▶ _Task objective_: Change "large window" to "wide window" in the listing below, leaving every other character untouched, and output the full listing.
#### Records for the exercise ####
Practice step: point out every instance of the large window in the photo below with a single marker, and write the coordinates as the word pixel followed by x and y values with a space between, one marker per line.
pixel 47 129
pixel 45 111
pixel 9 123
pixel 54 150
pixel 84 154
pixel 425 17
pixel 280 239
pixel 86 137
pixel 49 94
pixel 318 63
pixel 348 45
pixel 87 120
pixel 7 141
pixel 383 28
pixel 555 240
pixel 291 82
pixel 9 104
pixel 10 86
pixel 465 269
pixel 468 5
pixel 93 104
####
▶ _Answer for the task_:
Practice step: point out every instance of the wide window in the photo below with a single marker, and write the coordinates as the word pixel followed by x and y values with a space between, one marker per line.
pixel 47 129
pixel 45 111
pixel 9 123
pixel 54 150
pixel 84 154
pixel 425 17
pixel 280 239
pixel 86 137
pixel 49 94
pixel 318 63
pixel 348 45
pixel 87 120
pixel 7 141
pixel 383 28
pixel 555 240
pixel 291 82
pixel 9 104
pixel 10 86
pixel 465 269
pixel 468 5
pixel 93 104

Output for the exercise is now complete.